ACTION ITEM =
Could you transcribe every record below exactly, leaving out the pictures?
───── THE DATA ─────
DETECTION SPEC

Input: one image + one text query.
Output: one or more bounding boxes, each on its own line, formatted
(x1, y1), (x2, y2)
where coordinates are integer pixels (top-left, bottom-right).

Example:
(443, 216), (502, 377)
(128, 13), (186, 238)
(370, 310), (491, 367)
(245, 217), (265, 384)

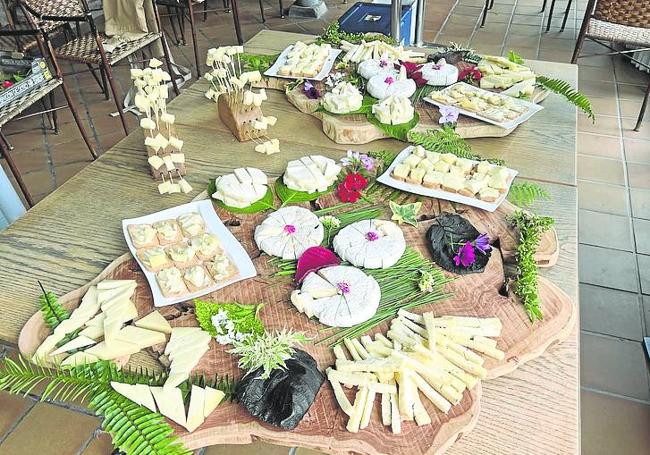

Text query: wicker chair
(19, 0), (180, 136)
(572, 0), (650, 131)
(0, 27), (97, 207)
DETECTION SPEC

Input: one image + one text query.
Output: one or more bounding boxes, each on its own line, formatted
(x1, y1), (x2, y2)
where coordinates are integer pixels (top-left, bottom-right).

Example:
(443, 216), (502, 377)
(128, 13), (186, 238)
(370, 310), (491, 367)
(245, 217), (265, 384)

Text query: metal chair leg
(86, 63), (106, 95)
(541, 0), (547, 12)
(279, 0), (284, 18)
(49, 91), (58, 134)
(166, 5), (181, 45)
(560, 0), (573, 32)
(480, 0), (489, 27)
(0, 130), (14, 151)
(99, 65), (109, 100)
(187, 0), (201, 77)
(571, 4), (592, 63)
(634, 80), (650, 131)
(0, 132), (34, 207)
(545, 0), (556, 32)
(177, 5), (186, 45)
(160, 32), (180, 96)
(230, 0), (244, 44)
(258, 0), (266, 22)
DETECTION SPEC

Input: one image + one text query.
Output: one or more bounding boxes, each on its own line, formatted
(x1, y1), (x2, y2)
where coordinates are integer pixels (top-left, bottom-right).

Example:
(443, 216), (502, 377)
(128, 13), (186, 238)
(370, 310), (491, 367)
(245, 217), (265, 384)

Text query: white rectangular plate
(376, 146), (518, 212)
(424, 81), (543, 130)
(122, 200), (257, 307)
(264, 45), (342, 81)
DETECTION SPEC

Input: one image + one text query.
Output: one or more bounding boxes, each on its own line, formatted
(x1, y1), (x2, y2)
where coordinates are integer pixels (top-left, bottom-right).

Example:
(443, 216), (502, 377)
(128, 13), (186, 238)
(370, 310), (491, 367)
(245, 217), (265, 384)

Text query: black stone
(235, 349), (324, 430)
(426, 213), (491, 275)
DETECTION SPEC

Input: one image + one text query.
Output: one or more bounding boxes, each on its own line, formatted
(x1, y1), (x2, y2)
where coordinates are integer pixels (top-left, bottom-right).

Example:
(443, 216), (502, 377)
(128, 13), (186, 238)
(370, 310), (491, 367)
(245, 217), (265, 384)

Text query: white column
(0, 166), (26, 228)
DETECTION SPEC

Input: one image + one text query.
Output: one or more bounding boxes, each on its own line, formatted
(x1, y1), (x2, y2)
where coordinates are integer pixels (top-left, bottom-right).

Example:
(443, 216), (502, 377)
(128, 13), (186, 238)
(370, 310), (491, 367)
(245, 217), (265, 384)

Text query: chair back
(592, 0), (650, 28)
(19, 0), (86, 24)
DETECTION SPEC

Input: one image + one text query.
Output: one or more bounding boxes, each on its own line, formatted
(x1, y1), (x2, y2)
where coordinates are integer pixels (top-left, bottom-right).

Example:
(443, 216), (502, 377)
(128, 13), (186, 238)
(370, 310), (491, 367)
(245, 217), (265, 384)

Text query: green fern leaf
─────
RESULT =
DETECTION SPEC

Input: one image + one text query.
Output: one or more bounding boxes, each on its own line, formatted
(x1, y1), (x2, y2)
where coordinates are integer pixels (top-left, bottom-right).

Example:
(443, 216), (502, 377)
(128, 13), (186, 238)
(370, 310), (491, 367)
(245, 217), (265, 384)


Text query: wicker chair
(19, 0), (180, 136)
(572, 0), (650, 131)
(0, 27), (97, 207)
DETECTION SPEC

Input: one image + one text query.
Output: one or more bounding boxes, each on its own line, formatted
(x1, y1), (x2, y2)
where coordinates are integer pixels (top-left, bottom-right).

Example:
(443, 216), (502, 377)
(128, 13), (186, 238)
(370, 310), (491, 367)
(245, 217), (265, 384)

Text query: metal chair leg
(86, 63), (106, 95)
(541, 0), (547, 12)
(279, 0), (284, 18)
(49, 91), (58, 134)
(166, 5), (181, 45)
(560, 0), (573, 32)
(480, 0), (489, 27)
(0, 130), (14, 151)
(99, 65), (109, 100)
(187, 0), (201, 77)
(571, 4), (592, 63)
(634, 80), (650, 131)
(0, 132), (34, 207)
(545, 0), (556, 32)
(177, 5), (186, 45)
(160, 32), (180, 96)
(230, 0), (244, 44)
(258, 0), (266, 22)
DETECTION SPEC

Input: one image + one text query.
Output: one or more bounding boxes, each on its own line, formatted
(x1, y1), (x2, y2)
where coordinates are integer pixels (top-left, bottom-right).

Example:
(443, 216), (502, 377)
(128, 13), (186, 238)
(370, 310), (491, 367)
(245, 217), (265, 384)

Text query: white rectangular plate
(376, 146), (518, 212)
(424, 81), (543, 130)
(122, 200), (257, 307)
(264, 45), (342, 81)
DETECTION SPEC

Input: one image + one text query.
Output: one or more bounding boxes, each on its own line, formatted
(x1, y1), (x2, y2)
where coordinates are integer pixels (top-left, bottom-right).

Example:
(443, 216), (502, 377)
(128, 13), (186, 238)
(370, 310), (491, 367)
(245, 217), (265, 384)

Text query: black stone
(235, 349), (324, 430)
(426, 213), (491, 275)
DETECTION SPEC

Input: one image + one text query.
Output: one or more bounding boxes, each on its own line, formatted
(x1, y1), (x2, y2)
where coordinates are integer pixels (top-left, bottom-right).

Example:
(443, 216), (502, 377)
(128, 13), (186, 238)
(370, 310), (491, 367)
(245, 217), (265, 384)

Text query: white column
(0, 166), (26, 228)
DETECTION SPEC

Input: one image + one text query.
Output: one or more bounding boxes, each on its own line, formatted
(x1, y1), (x2, y2)
where coordinates are integer pixels (top-left, bottom-right).

Example:
(443, 216), (502, 377)
(128, 13), (186, 238)
(370, 310), (491, 367)
(245, 217), (265, 384)

Text query: chair back
(592, 0), (650, 28)
(19, 0), (86, 24)
DETECTION SPEC

Input: one image + one text query.
Output: one or more bounding boxes, each on its own line, formatted
(x1, y1), (x2, y2)
where coordinates are integer pixels (top-left, bottom-right).

Example:
(443, 216), (502, 377)
(128, 13), (186, 238)
(370, 310), (491, 367)
(245, 217), (265, 384)

Text query: green fern leaf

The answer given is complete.